Point placement records
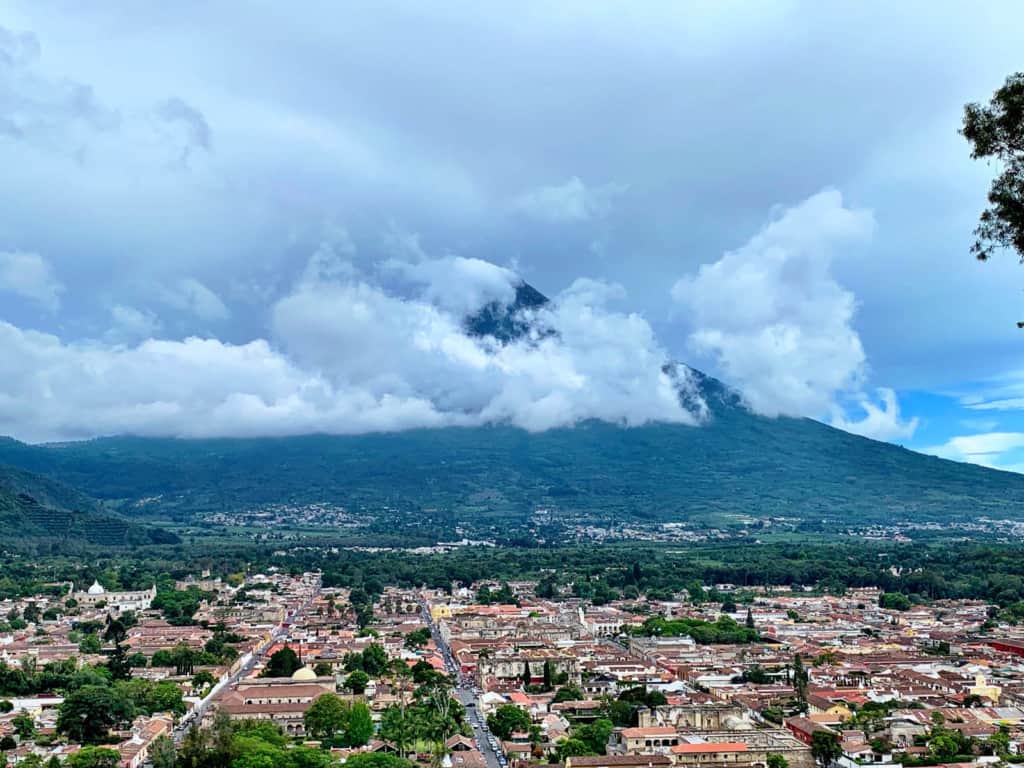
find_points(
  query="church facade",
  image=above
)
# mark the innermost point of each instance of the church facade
(116, 600)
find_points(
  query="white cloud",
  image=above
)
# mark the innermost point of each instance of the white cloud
(572, 201)
(458, 284)
(131, 324)
(882, 420)
(346, 356)
(188, 295)
(988, 449)
(30, 275)
(773, 317)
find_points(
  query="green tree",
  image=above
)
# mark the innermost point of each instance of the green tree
(506, 720)
(399, 727)
(357, 681)
(284, 663)
(800, 678)
(374, 659)
(327, 718)
(163, 754)
(571, 748)
(24, 725)
(87, 715)
(359, 729)
(825, 748)
(376, 760)
(418, 638)
(203, 679)
(568, 693)
(995, 132)
(93, 757)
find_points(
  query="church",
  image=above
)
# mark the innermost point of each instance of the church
(117, 600)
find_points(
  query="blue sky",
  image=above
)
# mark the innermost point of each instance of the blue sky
(271, 219)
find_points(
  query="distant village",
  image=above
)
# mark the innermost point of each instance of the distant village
(767, 679)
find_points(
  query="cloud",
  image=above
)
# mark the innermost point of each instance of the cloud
(30, 275)
(39, 110)
(772, 316)
(993, 450)
(572, 201)
(346, 355)
(130, 324)
(194, 130)
(881, 422)
(188, 295)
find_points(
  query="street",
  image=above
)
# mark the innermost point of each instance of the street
(485, 740)
(195, 716)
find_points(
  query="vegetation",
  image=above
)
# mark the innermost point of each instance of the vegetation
(724, 630)
(995, 131)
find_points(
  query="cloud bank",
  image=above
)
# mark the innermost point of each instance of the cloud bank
(774, 320)
(346, 354)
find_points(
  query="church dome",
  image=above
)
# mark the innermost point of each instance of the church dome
(304, 674)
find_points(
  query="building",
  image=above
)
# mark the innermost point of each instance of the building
(117, 600)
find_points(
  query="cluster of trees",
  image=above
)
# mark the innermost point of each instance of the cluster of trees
(339, 723)
(372, 659)
(240, 744)
(501, 596)
(432, 715)
(723, 630)
(178, 606)
(89, 713)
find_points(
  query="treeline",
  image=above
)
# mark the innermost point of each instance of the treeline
(987, 571)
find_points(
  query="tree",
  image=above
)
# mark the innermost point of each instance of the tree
(376, 760)
(506, 720)
(570, 748)
(995, 132)
(93, 757)
(24, 725)
(527, 676)
(568, 693)
(825, 748)
(398, 727)
(374, 659)
(800, 679)
(327, 718)
(118, 663)
(163, 754)
(357, 681)
(360, 725)
(203, 679)
(284, 663)
(87, 715)
(418, 638)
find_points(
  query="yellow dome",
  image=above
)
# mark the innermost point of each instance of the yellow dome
(304, 674)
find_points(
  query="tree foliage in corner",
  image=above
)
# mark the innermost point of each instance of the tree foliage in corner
(995, 131)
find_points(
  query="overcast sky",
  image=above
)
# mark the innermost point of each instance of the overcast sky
(270, 218)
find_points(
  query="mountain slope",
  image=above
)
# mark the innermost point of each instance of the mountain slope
(33, 507)
(738, 463)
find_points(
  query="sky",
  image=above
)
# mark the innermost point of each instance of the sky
(266, 218)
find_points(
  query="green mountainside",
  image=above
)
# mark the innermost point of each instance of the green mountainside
(739, 464)
(34, 507)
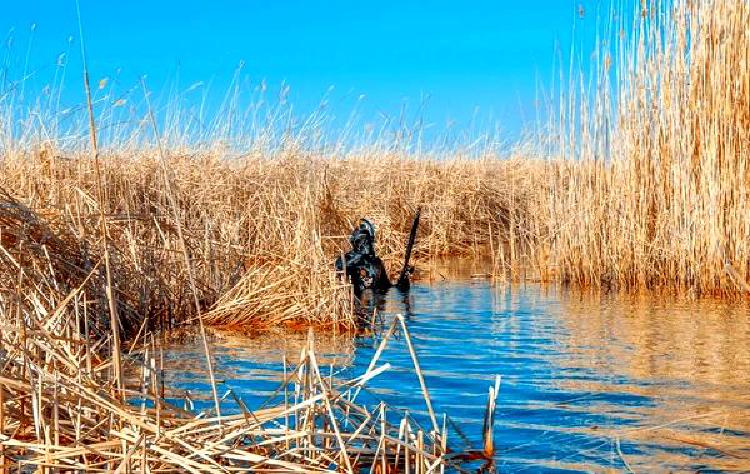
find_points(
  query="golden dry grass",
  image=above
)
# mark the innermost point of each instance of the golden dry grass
(647, 189)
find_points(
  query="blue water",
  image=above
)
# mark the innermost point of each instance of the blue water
(667, 381)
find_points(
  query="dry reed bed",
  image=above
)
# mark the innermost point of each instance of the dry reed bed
(261, 233)
(654, 191)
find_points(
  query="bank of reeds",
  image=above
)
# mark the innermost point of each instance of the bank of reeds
(653, 188)
(62, 411)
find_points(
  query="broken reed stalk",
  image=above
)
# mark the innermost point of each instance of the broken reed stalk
(418, 370)
(100, 185)
(488, 426)
(183, 245)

● **Task brief**
Do not include images; quote all of the entries above exactly.

● **Full output**
find_points(
  query="church facade",
  image=above
)
# mark the innermost point of each instance of the church facade
(116, 600)
find_points(
  query="white cloud",
  image=above
)
# mark the innermost point of each instance of the white cloud
(572, 201)
(458, 284)
(131, 324)
(882, 420)
(346, 356)
(188, 295)
(988, 449)
(30, 275)
(773, 317)
find_points(
  query="green tree",
  image=above
)
# mark the innermost point of each instance of the green tree
(506, 720)
(399, 727)
(357, 681)
(284, 663)
(800, 678)
(374, 659)
(327, 718)
(163, 754)
(571, 748)
(24, 725)
(87, 715)
(359, 729)
(825, 748)
(376, 760)
(418, 638)
(203, 679)
(568, 693)
(995, 132)
(93, 757)
find_points(
  query="church",
  image=above
)
# mark the innermost point of each instance of the church
(117, 600)
find_points(
  query="blue sky",
  image=above
)
# mark the innermost point of each instance of the blue sky
(271, 219)
find_points(
  query="distant village",
  image=above
)
# mark the innermost point of each instance of the distant village
(767, 679)
find_points(
  query="cloud",
  image=above
)
# mark the innermost point of each instance of the cloud
(30, 275)
(39, 110)
(772, 316)
(993, 450)
(572, 201)
(346, 355)
(130, 324)
(194, 130)
(881, 422)
(188, 295)
find_points(
  query="street",
  image=above
)
# mark the innermost point of each instance of the street
(485, 740)
(195, 716)
find_points(
  query="vegetation",
  image=above
)
# mark the innermost point of each instance of the vegetation
(724, 630)
(995, 131)
find_points(
  query="cloud bank",
  image=above
)
# mark the innermost point of each instance of the cloud bank
(774, 320)
(346, 354)
find_points(
  query="church dome",
  image=above
)
# mark the innermost point of each instance of the church dome
(304, 674)
find_points(
  query="building",
  image=above
)
# mark the innermost point of each instance of the building
(117, 600)
find_points(
  query="cluster of trees",
  image=above
)
# mark the innermost point of each instance of the cluster of trees
(339, 723)
(372, 659)
(240, 744)
(501, 596)
(432, 715)
(723, 630)
(178, 606)
(89, 713)
find_points(
  query="treeline",
  image=above
)
# mark the innermost point of each instance of the treeline
(987, 571)
find_points(
  query="tree",
  image=above
)
# mark the innermost point of each instance of the tree
(376, 760)
(506, 720)
(570, 748)
(995, 132)
(93, 757)
(24, 725)
(527, 676)
(568, 693)
(825, 748)
(398, 727)
(374, 659)
(800, 679)
(327, 718)
(118, 663)
(163, 754)
(357, 681)
(360, 725)
(203, 679)
(284, 663)
(87, 715)
(418, 638)
find_points(
  query="yellow dome",
  image=above
)
# mark the innermost point of each instance of the yellow dome
(304, 674)
find_points(
  query="tree foliage in corner",
  image=above
)
# mark the innermost point of each instance of the tree foliage in corner
(995, 131)
find_points(
  query="overcast sky",
  image=above
)
# mark the innermost point of each instance of the overcast sky
(270, 218)
find_points(
  query="mountain slope",
  image=above
)
# mark the innermost point of each instance of the mountain slope
(33, 507)
(738, 463)
find_points(
  query="sky",
  image=above
)
# mark the innermost point of each instance of the sky
(266, 218)
find_points(
  query="green mountainside",
  image=above
)
# mark the innermost point of each instance of the green mountainside
(739, 464)
(34, 507)
find_points(
  query="golden dry grass",
  image=above
)
# mark the innermost point of each instance of the golden dry grass
(647, 189)
find_points(
  query="blue water",
  image=above
)
# mark the innermost point of each instance of the blue water
(667, 381)
find_points(
  query="dry reed bed",
  image=above
)
# mark the innermost point of each instance of the dry reed bed
(261, 233)
(654, 191)
find_points(
  query="bank of reeds",
  image=above
)
# mark the innermost point of each instance of the bank of reeds
(653, 188)
(62, 411)
find_points(
  query="broken reed stalk",
  image=above
)
# mark the innermost point of each instance of the broken reed stalk
(418, 370)
(100, 185)
(488, 426)
(183, 245)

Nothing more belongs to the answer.